━━━━━ Selection

For my advanced database systems course I needed to learn how to take a given relation and functional dependencies, tell the highest normal form and then normalize it up to BCNF. It’s actually not that hard, but there are a lot of pitfalls to watch out for. Here I’m going to show the methods I learned to solve the exam questions. I need to give credit to the mentors and StinaQ for their help and tutorials!

### Visualizing the dependencies

You start with a given relation and its dependencies. For example:

1 2 3 |
R(A,B,C) A → B B → {A,C} |

The trick is to draw boxes in order to visualize the dependencies (ignore the right hand side CK/NP box for now):

Note that B->{A,C} was broken down to B->A and B->C thanks to the decomposition rule.

Let’s try a more tricky one:

1 2 3 4 5 |
R(A,B,C,D,E,F) A → B B → A {B,C} → D C → E |

Note that B and C in this relation is a *composite key* that together determine D. Thus we draw a box around both of them to illustrate this dependency. And don’t forget F, even though nothing is pointing to it!

### Candidate Keys & Non-Primes

It’s time to determine the *candidate keys* (CK:s). Recall that a CK is one or more attributes that with which you can determine all other attributes in the relation. (In the end, one of the CK:s will be chosen to be the primary key.)

━━━━━━━━━━
━━━━━ Data provided

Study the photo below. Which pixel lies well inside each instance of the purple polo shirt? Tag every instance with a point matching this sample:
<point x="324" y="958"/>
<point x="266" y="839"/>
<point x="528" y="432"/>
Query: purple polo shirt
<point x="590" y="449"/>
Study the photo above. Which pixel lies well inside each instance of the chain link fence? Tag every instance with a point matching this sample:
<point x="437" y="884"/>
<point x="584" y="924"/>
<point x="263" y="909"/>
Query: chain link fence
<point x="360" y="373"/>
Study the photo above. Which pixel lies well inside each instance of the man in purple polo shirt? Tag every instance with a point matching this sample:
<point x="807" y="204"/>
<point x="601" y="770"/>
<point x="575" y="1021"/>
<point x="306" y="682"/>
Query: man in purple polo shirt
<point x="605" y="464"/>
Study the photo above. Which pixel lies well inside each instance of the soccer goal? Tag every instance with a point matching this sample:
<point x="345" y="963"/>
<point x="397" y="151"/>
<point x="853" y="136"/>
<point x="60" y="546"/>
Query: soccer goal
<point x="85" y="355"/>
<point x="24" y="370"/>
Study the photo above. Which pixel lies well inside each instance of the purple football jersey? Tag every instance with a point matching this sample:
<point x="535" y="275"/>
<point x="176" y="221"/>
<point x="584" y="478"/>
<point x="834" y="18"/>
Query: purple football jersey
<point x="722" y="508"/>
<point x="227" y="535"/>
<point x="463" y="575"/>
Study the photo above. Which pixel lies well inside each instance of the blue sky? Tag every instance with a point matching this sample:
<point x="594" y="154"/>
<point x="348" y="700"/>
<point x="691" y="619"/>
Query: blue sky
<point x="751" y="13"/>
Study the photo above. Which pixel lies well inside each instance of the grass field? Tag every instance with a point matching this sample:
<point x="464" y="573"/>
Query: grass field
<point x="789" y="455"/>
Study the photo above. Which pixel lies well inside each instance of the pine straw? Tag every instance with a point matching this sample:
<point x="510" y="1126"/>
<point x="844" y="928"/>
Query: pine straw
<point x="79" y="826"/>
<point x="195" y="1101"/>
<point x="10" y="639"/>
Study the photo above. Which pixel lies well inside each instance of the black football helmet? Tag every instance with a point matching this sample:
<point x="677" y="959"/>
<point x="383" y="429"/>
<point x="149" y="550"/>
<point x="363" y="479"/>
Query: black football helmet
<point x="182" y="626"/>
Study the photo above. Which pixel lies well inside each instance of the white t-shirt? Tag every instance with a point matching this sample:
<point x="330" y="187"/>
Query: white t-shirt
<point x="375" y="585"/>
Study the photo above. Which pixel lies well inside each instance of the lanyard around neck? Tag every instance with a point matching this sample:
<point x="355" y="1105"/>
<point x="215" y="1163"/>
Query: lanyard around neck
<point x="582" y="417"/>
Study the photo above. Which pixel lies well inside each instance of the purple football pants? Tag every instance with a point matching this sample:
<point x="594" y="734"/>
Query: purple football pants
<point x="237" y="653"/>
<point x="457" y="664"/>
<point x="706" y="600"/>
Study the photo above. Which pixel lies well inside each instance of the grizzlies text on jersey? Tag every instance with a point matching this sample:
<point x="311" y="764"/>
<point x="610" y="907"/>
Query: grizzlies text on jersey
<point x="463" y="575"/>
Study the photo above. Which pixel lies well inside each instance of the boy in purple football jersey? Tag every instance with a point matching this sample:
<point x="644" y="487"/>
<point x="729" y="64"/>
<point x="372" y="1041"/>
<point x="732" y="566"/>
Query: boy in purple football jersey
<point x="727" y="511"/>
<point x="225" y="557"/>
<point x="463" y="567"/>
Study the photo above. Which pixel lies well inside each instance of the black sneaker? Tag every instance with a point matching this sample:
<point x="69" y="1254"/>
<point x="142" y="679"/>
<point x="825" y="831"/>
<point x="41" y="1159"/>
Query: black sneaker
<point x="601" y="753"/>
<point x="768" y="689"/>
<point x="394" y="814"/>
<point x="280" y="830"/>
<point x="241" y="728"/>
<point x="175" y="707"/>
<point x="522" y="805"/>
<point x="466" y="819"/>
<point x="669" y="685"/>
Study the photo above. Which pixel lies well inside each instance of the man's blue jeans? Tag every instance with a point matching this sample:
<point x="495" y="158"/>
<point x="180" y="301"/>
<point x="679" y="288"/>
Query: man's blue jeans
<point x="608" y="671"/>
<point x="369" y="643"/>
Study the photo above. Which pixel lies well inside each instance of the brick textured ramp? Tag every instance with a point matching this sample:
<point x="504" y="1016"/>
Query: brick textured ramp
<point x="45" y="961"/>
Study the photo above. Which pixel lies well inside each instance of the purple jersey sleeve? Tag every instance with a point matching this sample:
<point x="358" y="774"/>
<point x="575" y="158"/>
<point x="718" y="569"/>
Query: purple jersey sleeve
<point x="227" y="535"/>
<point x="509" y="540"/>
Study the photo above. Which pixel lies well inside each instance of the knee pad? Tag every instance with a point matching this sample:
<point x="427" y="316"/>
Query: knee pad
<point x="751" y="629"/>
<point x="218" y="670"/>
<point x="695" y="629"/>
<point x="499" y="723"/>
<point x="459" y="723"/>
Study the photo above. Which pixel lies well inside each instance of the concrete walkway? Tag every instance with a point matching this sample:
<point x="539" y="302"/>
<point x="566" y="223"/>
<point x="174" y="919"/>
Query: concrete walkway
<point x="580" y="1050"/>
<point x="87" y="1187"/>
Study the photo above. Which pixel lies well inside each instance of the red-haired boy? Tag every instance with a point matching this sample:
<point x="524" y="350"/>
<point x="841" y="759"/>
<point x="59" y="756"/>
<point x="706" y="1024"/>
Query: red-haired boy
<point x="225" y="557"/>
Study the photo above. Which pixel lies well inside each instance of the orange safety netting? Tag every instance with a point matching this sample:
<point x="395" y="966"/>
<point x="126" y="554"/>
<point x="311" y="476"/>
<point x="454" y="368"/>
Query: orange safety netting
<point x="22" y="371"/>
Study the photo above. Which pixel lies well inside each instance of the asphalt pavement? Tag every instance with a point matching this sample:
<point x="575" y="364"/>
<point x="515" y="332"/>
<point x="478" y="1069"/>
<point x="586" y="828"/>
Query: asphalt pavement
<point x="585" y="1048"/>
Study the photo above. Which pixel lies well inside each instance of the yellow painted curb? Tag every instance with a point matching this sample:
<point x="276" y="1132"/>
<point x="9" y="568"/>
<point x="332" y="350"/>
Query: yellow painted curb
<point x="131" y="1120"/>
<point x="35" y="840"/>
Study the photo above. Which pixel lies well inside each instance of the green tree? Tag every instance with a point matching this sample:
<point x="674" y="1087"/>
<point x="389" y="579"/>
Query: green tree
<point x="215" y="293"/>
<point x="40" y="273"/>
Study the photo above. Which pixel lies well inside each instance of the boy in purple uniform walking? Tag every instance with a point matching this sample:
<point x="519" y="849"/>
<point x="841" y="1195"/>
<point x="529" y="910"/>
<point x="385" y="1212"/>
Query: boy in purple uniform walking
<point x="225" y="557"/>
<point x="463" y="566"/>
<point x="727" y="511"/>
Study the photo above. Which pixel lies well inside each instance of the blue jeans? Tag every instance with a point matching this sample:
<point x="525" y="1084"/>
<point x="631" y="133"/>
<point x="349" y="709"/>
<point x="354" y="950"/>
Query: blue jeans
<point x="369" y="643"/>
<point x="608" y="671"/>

━━━━━━━━━━

__What you need to do__.
1/ In the tutorial, which rule allows B → {A,C} to be broken down into B → A and B → C?
2/ Update the passage of the tutorial that begins at the words "Note that B and" and stops after "the primary key.)", replacing "composite key" with "compound key".
The records above are separate material and do not belong to the tutorial.

__Task responses__.
1/ The decomposition rule.

2/
Note that B and C in this relation is a *compound key* that together determine D. Thus we draw a box around both of them to illustrate this dependency. And don’t forget F, even though nothing is pointing to it!

### Candidate Keys & Non-Primes

It’s time to determine the *candidate keys* (CK:s). Recall that a CK is one or more attributes that with which you can determine all other attributes in the relation. (In the end, one of the CK:s will be chosen to be the primary key.)